목표
"of the mountain"이 있는 줄부터 "19], [189, 14]]"가 있는 줄까지(두 줄 포함)의 항목만 두 열짜리 CSV로 출력하세요. 항목 하나당 한 행으로 하고, 본문은 text 열에, 답은 answer 열에 각각 따옴표로 감싼 한 필드로 넣되 줄바꿈은 공백으로 바꾸세요.
--*--
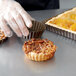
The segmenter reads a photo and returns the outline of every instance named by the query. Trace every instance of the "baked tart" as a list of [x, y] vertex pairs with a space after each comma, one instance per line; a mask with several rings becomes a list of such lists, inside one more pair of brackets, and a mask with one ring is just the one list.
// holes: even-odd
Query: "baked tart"
[[0, 30], [0, 43], [2, 43], [6, 39], [6, 36], [3, 31]]
[[76, 32], [76, 8], [51, 18], [46, 24]]
[[45, 61], [54, 56], [56, 46], [48, 39], [33, 38], [25, 41], [23, 51], [30, 60]]

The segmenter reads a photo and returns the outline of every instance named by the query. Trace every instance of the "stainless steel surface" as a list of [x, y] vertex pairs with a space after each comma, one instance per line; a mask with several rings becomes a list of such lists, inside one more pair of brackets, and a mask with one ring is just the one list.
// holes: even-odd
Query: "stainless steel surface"
[[[41, 21], [64, 10], [29, 12]], [[0, 76], [75, 76], [76, 41], [45, 31], [42, 38], [48, 38], [57, 45], [55, 57], [45, 62], [34, 62], [25, 58], [23, 41], [15, 35], [0, 45]]]

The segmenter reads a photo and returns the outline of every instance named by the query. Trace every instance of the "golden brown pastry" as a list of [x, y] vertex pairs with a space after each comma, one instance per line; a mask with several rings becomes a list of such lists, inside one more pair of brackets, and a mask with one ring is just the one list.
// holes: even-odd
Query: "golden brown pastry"
[[56, 46], [48, 39], [31, 39], [23, 45], [26, 57], [34, 61], [45, 61], [54, 56]]
[[48, 20], [46, 24], [76, 32], [76, 8]]
[[3, 40], [6, 39], [6, 36], [4, 35], [4, 33], [0, 30], [0, 42], [2, 42]]

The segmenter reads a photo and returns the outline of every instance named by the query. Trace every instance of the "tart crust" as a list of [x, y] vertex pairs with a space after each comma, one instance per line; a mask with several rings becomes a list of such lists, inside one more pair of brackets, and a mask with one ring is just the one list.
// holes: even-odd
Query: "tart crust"
[[49, 19], [45, 24], [76, 34], [76, 7]]
[[30, 60], [45, 61], [54, 56], [56, 46], [48, 39], [31, 39], [25, 41], [23, 51]]

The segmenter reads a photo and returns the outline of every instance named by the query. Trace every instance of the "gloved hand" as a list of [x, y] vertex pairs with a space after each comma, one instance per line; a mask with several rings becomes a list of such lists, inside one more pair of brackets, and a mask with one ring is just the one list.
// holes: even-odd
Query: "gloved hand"
[[27, 27], [32, 27], [31, 20], [32, 17], [18, 2], [14, 0], [0, 0], [0, 28], [6, 36], [12, 36], [9, 26], [18, 37], [22, 37], [22, 35], [28, 36], [29, 31]]

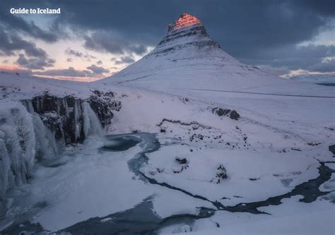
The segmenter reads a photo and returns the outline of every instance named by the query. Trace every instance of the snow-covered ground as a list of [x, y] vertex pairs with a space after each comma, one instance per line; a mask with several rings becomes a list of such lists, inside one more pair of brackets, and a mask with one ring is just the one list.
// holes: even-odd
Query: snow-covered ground
[[[1, 120], [45, 91], [122, 104], [112, 136], [30, 162], [28, 183], [6, 193], [4, 234], [334, 234], [334, 88], [241, 64], [192, 27], [96, 83], [0, 73]], [[115, 147], [127, 138], [141, 141]]]

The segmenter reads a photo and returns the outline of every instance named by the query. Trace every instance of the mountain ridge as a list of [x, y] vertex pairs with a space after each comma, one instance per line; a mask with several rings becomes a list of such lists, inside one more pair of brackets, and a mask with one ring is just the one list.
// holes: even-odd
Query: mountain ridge
[[182, 14], [169, 25], [153, 51], [95, 83], [168, 90], [172, 93], [175, 89], [199, 88], [305, 95], [322, 92], [329, 96], [334, 92], [269, 75], [257, 66], [239, 62], [211, 38], [199, 19], [189, 14]]

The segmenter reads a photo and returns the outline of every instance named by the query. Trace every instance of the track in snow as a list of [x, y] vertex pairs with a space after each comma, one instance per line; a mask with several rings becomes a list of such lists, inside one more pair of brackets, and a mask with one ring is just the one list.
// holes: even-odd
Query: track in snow
[[260, 93], [260, 92], [241, 92], [241, 91], [224, 90], [200, 89], [200, 88], [185, 88], [185, 89], [186, 89], [186, 90], [193, 90], [211, 91], [211, 92], [218, 92], [242, 93], [242, 94], [264, 95], [276, 95], [276, 96], [291, 96], [291, 97], [296, 97], [331, 98], [331, 99], [334, 99], [334, 98], [335, 98], [335, 96], [318, 96], [318, 95], [285, 95], [285, 94], [273, 94], [273, 93]]

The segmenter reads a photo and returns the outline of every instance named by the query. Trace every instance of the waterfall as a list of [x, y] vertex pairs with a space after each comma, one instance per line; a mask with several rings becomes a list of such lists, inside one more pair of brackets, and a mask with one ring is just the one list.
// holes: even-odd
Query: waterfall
--*--
작성한 답
text,answer
"The segmenter reads a photo and returns the outline of every instance named by the query. Trace every instance of the mountain ridge as a list of [x, y] vertex pairs with a space after each comma, one instance per line; a mask with several rings becomes a list of such lists, inside one more pair of brackets, and a mask with one ring is just the one list. // holes: even-odd Query: mountain ridge","[[182, 14], [169, 25], [153, 51], [95, 83], [168, 90], [172, 93], [175, 89], [199, 88], [305, 95], [322, 92], [329, 96], [334, 92], [269, 75], [257, 66], [239, 62], [211, 38], [199, 19], [189, 14]]"